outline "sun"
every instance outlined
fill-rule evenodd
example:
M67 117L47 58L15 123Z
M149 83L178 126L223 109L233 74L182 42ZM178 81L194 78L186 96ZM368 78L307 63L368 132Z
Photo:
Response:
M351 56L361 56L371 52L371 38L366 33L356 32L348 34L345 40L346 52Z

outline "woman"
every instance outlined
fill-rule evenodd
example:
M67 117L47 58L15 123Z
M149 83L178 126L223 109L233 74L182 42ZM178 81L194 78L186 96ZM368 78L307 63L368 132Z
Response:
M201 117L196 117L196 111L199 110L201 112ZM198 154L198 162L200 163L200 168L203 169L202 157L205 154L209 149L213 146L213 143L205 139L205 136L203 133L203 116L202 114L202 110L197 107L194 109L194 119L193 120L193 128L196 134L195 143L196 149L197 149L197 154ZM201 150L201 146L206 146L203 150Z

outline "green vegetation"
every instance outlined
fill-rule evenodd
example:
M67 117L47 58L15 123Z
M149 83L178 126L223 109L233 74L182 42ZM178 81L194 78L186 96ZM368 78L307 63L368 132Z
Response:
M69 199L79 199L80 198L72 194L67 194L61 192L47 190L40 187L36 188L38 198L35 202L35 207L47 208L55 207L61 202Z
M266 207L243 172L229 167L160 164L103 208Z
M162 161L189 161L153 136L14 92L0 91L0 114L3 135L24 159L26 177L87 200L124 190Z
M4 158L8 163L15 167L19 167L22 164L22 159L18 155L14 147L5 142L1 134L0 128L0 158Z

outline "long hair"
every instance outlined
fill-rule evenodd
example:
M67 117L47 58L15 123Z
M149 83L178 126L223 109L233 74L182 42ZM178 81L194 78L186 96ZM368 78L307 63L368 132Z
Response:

→ WHAT TO WORK ON
Switch "sun" to "moon" in the stretch from the start of the records through the line containing "M351 56L361 56L371", and give only that stretch back with everything else unchanged.

→ FULL OUTPUT
outline "moon"
every instance outlined
fill-rule evenodd
example:
M67 117L47 58L15 123Z
M149 83L178 126L223 109L233 74L182 42ZM178 81L194 78L186 96ZM368 78L307 63L368 132Z
Photo:
Response:
M351 56L361 56L371 52L371 38L366 33L356 32L348 34L345 40L346 52Z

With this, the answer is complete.